Swap "hockey stick" for "lacrosse stick" in the stretch from the line containing "In the photo above, where can the black" through the line containing "point(873, 190)", leaving everything else unchanged. Return only those lines.

>> Begin Data for processing

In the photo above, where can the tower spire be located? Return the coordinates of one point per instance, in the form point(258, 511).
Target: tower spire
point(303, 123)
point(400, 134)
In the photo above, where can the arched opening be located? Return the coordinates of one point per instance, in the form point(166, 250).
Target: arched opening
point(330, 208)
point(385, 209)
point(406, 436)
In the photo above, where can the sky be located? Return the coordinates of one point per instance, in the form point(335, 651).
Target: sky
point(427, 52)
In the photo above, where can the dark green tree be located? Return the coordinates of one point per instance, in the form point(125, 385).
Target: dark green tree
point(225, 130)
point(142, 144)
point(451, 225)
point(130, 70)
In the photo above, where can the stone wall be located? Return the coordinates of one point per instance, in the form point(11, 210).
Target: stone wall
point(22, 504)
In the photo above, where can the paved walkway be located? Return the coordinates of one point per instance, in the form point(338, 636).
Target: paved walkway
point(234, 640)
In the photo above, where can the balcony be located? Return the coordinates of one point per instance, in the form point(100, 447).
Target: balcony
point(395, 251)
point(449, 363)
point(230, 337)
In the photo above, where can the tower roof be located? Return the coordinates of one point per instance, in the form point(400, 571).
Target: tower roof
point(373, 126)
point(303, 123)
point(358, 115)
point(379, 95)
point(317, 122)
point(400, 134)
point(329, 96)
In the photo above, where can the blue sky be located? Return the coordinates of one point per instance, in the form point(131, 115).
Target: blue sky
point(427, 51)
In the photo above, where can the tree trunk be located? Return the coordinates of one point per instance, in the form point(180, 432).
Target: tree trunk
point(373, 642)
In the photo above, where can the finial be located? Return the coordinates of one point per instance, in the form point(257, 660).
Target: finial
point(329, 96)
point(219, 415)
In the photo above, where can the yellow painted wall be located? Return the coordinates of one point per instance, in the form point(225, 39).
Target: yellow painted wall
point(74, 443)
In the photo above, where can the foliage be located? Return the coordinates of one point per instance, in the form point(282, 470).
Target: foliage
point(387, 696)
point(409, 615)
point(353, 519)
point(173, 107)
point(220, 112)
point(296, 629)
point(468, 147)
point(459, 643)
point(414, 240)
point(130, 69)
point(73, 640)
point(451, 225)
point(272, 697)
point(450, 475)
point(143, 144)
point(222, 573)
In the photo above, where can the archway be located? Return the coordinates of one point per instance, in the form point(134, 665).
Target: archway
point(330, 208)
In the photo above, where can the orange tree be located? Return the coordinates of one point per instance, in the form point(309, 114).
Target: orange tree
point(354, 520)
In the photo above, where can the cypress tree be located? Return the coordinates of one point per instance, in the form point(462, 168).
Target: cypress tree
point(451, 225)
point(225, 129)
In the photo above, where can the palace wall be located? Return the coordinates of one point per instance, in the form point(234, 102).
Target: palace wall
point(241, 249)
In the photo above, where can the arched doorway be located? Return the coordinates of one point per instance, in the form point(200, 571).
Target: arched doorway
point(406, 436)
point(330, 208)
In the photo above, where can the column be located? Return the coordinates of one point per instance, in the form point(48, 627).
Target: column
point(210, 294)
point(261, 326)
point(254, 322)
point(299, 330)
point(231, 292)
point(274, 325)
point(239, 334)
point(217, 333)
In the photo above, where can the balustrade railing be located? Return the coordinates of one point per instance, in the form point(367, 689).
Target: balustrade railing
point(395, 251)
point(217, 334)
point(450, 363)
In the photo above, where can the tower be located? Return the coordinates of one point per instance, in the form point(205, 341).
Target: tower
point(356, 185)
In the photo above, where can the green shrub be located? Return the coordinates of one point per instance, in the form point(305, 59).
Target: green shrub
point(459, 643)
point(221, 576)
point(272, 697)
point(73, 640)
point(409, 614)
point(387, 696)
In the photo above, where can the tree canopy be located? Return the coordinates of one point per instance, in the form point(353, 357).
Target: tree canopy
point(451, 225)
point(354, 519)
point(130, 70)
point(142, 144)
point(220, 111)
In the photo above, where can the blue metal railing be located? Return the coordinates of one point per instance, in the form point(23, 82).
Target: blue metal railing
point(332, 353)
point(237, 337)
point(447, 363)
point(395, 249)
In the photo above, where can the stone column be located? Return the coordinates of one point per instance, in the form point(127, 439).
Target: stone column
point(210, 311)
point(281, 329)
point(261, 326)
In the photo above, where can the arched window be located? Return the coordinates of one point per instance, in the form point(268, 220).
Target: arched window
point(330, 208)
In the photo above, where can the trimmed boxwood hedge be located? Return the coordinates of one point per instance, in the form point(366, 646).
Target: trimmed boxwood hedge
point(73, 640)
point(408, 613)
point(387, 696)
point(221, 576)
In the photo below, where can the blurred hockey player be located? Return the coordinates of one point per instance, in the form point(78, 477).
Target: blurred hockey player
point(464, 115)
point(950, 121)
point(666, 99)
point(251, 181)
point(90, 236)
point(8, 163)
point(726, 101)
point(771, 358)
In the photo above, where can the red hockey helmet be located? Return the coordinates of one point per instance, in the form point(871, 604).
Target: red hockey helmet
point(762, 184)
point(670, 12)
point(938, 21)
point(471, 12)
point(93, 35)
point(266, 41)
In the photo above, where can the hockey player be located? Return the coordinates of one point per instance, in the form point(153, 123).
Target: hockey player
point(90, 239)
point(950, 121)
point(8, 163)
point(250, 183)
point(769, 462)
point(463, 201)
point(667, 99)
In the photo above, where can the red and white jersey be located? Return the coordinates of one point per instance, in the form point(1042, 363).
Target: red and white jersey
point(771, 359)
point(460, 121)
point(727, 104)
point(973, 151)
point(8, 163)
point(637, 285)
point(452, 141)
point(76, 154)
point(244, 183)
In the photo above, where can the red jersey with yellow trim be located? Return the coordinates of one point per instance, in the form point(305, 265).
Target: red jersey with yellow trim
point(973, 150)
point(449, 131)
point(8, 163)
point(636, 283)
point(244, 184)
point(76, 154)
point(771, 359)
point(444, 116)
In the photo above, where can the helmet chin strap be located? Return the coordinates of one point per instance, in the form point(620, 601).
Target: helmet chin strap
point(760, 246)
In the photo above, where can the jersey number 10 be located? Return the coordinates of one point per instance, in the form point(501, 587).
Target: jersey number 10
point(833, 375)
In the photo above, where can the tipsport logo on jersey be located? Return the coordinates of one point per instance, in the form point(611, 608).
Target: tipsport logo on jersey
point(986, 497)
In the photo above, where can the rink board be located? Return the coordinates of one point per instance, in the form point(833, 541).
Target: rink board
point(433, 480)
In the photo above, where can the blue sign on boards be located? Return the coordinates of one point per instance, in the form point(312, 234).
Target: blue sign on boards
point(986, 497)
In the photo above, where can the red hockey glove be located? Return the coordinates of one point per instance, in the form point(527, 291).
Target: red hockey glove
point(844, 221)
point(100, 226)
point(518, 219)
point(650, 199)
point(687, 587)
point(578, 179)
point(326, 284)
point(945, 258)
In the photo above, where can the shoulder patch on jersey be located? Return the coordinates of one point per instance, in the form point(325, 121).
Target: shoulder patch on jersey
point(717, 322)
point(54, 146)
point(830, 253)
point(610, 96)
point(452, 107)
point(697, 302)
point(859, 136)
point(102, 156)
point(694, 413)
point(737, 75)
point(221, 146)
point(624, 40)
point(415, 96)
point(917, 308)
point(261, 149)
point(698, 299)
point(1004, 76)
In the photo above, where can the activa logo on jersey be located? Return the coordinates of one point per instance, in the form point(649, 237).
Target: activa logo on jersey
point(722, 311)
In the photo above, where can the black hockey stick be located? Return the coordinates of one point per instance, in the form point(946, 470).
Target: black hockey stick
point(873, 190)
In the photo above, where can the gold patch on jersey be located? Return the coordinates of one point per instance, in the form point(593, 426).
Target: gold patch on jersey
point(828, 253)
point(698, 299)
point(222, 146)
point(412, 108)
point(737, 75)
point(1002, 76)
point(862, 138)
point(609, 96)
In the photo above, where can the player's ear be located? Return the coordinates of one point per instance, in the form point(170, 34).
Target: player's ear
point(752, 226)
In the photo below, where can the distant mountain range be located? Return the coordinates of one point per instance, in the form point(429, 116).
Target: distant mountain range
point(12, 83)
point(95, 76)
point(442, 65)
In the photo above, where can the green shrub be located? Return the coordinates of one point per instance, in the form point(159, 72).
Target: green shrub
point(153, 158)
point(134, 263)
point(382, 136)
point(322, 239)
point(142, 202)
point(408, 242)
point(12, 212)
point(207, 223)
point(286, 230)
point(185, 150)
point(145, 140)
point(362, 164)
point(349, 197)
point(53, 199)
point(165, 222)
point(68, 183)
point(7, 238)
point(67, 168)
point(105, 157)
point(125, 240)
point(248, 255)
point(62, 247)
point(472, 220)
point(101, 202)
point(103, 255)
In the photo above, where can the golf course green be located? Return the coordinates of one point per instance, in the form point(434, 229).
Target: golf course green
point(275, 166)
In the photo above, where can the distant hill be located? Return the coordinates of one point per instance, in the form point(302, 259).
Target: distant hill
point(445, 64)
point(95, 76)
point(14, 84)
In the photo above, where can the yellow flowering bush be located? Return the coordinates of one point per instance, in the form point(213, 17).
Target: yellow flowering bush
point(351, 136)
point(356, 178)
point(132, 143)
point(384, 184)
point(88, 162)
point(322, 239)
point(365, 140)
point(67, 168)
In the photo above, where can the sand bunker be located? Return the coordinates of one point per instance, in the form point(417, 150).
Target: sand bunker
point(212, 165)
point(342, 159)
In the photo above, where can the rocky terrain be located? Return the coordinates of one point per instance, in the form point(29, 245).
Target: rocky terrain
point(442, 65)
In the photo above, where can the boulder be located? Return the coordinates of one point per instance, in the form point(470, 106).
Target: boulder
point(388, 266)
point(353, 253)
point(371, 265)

>> End Data for processing

- [Written solution]:
In the photo above, where can the black lacrosse stick be located? Return the coordinates of one point per instance, in the form point(946, 470).
Target: black lacrosse stick
point(873, 190)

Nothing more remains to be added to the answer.